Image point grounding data

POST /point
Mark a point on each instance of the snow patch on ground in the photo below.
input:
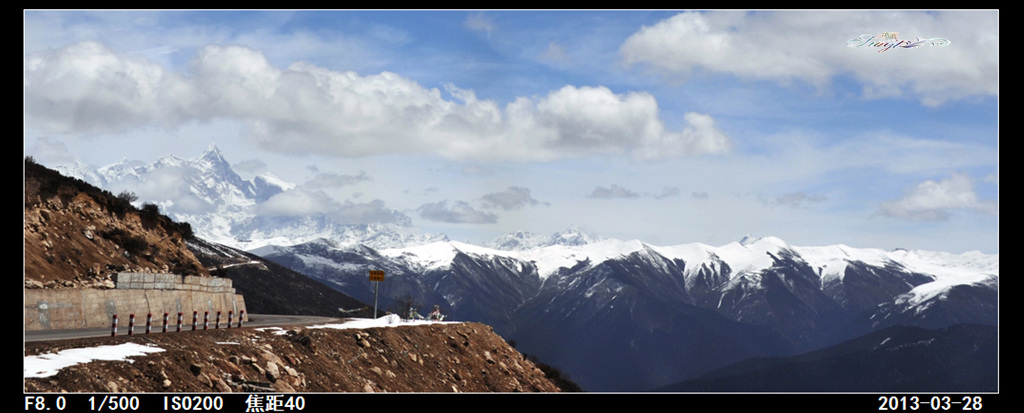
(48, 365)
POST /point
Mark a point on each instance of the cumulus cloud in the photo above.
(331, 179)
(668, 192)
(305, 109)
(612, 192)
(86, 87)
(796, 200)
(933, 200)
(300, 202)
(458, 212)
(513, 198)
(810, 46)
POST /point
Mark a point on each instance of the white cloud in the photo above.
(458, 212)
(310, 110)
(299, 203)
(513, 198)
(331, 179)
(612, 192)
(480, 23)
(933, 201)
(810, 46)
(86, 87)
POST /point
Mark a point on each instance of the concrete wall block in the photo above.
(93, 308)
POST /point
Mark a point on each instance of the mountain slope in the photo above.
(657, 315)
(962, 358)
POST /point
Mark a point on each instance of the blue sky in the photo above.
(668, 126)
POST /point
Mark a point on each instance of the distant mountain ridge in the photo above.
(651, 315)
(657, 315)
(224, 208)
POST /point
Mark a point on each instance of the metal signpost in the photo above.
(376, 276)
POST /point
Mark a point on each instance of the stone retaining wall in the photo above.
(70, 308)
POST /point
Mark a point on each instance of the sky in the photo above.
(667, 126)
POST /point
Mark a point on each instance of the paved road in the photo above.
(255, 320)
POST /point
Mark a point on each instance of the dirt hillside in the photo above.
(438, 358)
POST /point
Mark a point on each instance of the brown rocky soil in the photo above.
(77, 236)
(436, 358)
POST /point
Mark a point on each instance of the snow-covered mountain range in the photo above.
(626, 300)
(651, 315)
(224, 208)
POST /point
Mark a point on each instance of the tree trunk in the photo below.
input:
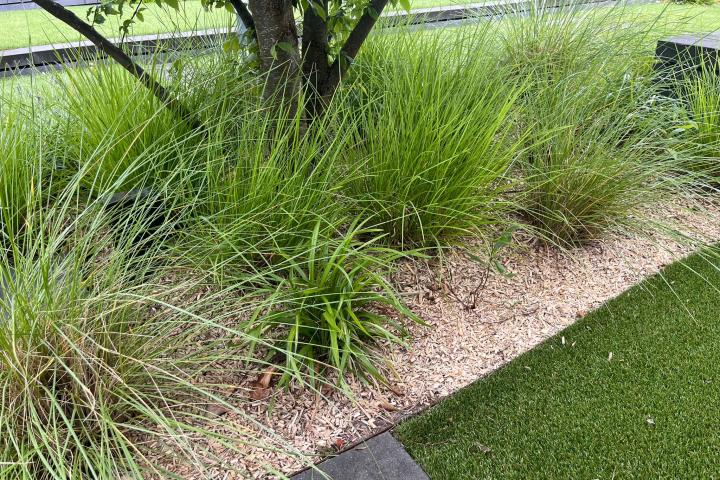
(315, 50)
(277, 38)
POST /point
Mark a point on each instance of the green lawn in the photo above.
(35, 27)
(633, 392)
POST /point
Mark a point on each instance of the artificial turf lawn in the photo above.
(35, 27)
(570, 410)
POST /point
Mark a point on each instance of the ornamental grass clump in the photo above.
(596, 132)
(268, 182)
(700, 128)
(114, 127)
(102, 362)
(431, 145)
(331, 309)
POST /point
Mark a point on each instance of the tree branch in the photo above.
(117, 54)
(352, 45)
(315, 48)
(244, 14)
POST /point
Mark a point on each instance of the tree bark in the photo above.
(277, 38)
(117, 54)
(315, 50)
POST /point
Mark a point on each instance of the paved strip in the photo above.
(379, 458)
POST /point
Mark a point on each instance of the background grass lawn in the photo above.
(35, 27)
(633, 392)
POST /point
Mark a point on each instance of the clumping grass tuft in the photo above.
(700, 95)
(593, 125)
(431, 143)
(109, 137)
(331, 307)
(21, 170)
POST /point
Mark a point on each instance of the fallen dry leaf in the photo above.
(388, 406)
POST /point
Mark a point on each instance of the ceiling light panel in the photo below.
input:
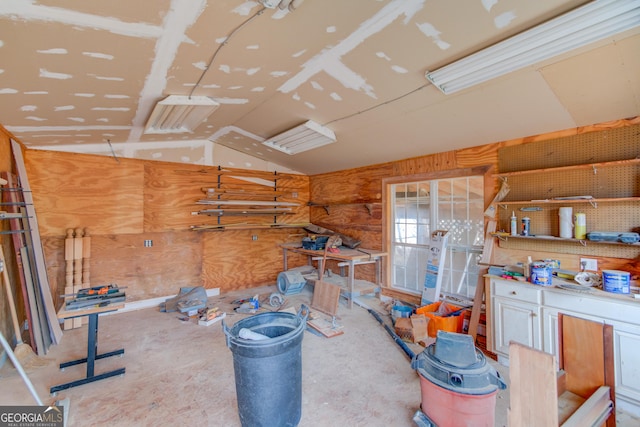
(307, 136)
(180, 114)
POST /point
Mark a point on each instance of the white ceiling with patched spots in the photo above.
(84, 76)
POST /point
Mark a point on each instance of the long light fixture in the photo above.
(180, 114)
(579, 27)
(304, 137)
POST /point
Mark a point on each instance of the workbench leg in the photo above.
(284, 258)
(92, 343)
(351, 282)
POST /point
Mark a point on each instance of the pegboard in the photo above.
(619, 216)
(592, 147)
(564, 247)
(543, 183)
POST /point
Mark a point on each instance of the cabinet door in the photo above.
(515, 321)
(550, 331)
(626, 349)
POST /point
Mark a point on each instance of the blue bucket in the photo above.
(616, 281)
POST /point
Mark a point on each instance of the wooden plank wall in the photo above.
(125, 202)
(367, 184)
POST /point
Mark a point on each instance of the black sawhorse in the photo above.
(92, 348)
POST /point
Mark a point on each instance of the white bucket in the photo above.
(566, 222)
(616, 281)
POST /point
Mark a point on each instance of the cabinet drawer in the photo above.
(520, 292)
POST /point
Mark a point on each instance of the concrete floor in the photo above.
(178, 372)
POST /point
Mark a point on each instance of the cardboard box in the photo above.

### WHAT IS NEEDED
Across all the records, find the lines containing the word "below" and reproduce each one.

### RESPONSE BOX
Mark a point on each instance of the snow patch on ground in the photo below.
Mark a point on each instance of the tree trunk in the photo below.
Mark a point on each instance of the ceiling light panel in the photo below.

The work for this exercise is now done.